Your instructions
Extract each line of the records below that contains the string "ceramic". Letter case is significant.

Records for this task
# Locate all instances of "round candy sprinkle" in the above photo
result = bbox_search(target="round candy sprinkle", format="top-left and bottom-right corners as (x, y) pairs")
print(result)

--

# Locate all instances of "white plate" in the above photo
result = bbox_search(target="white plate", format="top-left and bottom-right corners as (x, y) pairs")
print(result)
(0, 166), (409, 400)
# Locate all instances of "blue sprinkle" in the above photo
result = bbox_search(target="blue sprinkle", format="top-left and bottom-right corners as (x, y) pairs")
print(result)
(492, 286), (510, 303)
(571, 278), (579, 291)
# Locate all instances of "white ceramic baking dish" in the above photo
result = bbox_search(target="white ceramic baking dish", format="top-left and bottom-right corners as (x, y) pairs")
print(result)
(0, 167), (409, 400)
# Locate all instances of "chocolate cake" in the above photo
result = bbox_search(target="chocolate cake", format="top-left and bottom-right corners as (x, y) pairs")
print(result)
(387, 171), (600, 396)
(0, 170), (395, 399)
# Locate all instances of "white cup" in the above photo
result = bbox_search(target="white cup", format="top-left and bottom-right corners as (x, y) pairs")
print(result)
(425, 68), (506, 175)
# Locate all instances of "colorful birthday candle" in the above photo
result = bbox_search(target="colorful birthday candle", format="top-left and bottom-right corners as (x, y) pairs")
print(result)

...

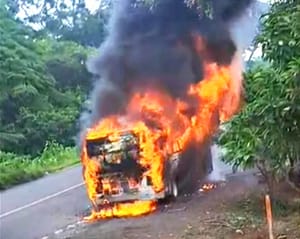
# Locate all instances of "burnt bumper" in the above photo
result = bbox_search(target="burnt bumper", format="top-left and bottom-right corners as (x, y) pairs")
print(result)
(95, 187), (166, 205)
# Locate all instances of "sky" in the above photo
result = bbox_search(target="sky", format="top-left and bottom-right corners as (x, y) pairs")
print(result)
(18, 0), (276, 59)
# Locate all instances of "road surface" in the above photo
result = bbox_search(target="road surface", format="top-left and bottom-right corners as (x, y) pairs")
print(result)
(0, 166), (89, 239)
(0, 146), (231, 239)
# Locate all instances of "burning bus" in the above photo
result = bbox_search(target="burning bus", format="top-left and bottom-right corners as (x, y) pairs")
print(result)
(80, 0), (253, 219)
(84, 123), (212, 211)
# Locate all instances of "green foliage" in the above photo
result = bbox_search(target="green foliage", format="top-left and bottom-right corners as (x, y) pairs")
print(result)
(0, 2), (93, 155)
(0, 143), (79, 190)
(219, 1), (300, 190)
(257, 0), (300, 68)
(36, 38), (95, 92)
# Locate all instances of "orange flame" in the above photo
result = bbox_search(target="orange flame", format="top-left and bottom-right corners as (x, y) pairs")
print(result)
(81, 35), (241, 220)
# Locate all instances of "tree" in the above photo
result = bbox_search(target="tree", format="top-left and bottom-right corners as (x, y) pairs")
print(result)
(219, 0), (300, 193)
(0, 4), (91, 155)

Output for this task
# Locate all instances of "white ceramic baking dish" in the above photo
result = bbox_search(target="white ceramic baking dish", format="top-left and bottom-right corners as (x, y) pairs")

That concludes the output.